### Selected excerpt:
This solitary figure is the only one who would not under coercion give into the King, he dishonored the King and will not submit to the King’s illegitimate rule.  So he is bound and thrown out.  Now put in your head the arrest of Jesus, his trial, torture and crucifixion.

The image of Jesus as the solitary opposition to the status quo is celebrated in the 8th chapter of Acts 8: vs 32-33 where it is written of Jesus: ‘Like a sheep he was led to the slaughter,   and like a lamb silent before its shearer, so he does not open his mouth. In his humiliation justice was denied him. Who can describe his generation?  For his life is taken away from the earth.’ Which is a quote from Isaiah 53.

Notice the emphasis on the solitary figure’s silence.  Unlike John the Baptist, Jesus knew that Herod and his Kingship was worthless.  So he did not honor Herod by speaking a word about him.  This unrobed guest standing silently before the King would have reminded everyone in Jesus audience of the suffering servant of Isaiah.  This unrobed man in our parable distracts the King, takes the wrath of the King onto himself and by his sinless, silent virtue reveals the illegitimacy of the King’s reign.

### Recorded information:
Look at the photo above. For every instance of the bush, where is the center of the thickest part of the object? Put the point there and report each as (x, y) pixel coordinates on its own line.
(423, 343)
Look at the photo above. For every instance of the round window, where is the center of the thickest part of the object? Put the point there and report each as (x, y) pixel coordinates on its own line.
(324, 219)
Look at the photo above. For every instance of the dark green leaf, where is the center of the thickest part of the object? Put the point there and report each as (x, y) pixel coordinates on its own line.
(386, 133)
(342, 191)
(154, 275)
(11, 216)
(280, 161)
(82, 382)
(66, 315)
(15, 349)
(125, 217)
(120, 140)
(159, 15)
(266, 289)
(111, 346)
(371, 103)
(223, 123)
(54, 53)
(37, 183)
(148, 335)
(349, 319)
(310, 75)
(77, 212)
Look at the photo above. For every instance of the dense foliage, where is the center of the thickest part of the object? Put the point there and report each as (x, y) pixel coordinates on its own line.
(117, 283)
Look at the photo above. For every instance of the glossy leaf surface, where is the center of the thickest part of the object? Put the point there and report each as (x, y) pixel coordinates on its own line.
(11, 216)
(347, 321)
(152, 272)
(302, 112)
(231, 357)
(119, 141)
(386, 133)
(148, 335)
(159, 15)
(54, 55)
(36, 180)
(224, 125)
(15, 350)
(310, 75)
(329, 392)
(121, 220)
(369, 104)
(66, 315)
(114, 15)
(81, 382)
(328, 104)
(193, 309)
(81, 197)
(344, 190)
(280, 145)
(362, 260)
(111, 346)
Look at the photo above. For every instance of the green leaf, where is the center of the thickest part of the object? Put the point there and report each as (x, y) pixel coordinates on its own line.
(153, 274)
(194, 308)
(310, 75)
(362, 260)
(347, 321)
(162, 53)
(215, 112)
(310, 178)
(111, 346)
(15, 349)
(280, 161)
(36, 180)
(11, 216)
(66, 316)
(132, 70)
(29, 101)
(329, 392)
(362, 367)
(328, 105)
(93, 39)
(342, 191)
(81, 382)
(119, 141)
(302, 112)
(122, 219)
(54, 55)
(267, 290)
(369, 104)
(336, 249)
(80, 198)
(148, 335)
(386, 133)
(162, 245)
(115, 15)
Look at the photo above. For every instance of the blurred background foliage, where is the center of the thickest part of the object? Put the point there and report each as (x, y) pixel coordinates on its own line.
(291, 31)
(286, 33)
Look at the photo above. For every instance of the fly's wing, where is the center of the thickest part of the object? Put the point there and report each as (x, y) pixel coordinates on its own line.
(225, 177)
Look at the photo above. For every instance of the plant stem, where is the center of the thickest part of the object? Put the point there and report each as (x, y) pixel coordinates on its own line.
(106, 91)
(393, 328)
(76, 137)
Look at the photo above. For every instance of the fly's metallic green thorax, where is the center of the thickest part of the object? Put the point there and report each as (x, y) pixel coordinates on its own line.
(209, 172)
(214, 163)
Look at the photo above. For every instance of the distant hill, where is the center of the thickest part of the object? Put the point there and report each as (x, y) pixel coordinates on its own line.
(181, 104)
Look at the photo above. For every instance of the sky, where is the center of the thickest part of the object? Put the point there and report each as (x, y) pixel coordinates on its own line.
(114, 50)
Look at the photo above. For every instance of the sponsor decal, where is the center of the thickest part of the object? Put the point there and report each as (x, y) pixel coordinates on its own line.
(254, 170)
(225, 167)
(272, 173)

### Exercises to complete:
[1] Revise the parable commentary, reproducing it from "The image of" up to and including "from Isaiah 53.", with "slaughter" changed to "butcher".
[2] Pick up the parable commentary after its final sentence and continue it.

### Your written answers:
[1]
The image of Jesus as the solitary opposition to the status quo is celebrated in the 8th chapter of Acts 8: vs 32-33 where it is written of Jesus: ‘Like a sheep he was led to the butcher,   and like a lamb silent before its shearer, so he does not open his mouth. In his humiliation justice was denied him. Who can describe his generation?  For his life is taken away from the earth.’ Which is a quote from Isaiah 53.

[2]
“He was despised and we held him of no account.  Surely he has borne our infirmities and carried our diseases, yet we accounted him stricken and struck down by God and afflicted.”  We attributed the violence upon this servant as God’s will instead of attributing it to sinful people. “But he was wounded for our transgressions, crushed for our iniquities, upon him was the punishment that made us whole, we have turned to our own way and the Lord has laid on him the iniquity of us all.”

I think everyone, especially the disciples would have thought of this.  Jesus in Matthew 11:12 said, “From the days of John the Baptist until now the kingdom of God has suffered violence and the violent takes it by force.”

I think this fits exactly the lesson before us today.  Seeing Jesus as the guest without the wedding garment is an exact fit.

In recent time our cash accounts have been depleted, the value of our homes has diminished, many are upside down in their mortgages.  Hopes connected to those assets are gone.  In the world power is expressed in money.  It is of course frightening to see our civilization break down and our neighborhoods decline.  We are all too close to and give way too much value to the things and institutions of this world.  Job’s, families, institutions, national symbols, political powers, the economy, civic groups; all of these are the pillars that we had faith in to hold up a fallen humanity but they are crumbling.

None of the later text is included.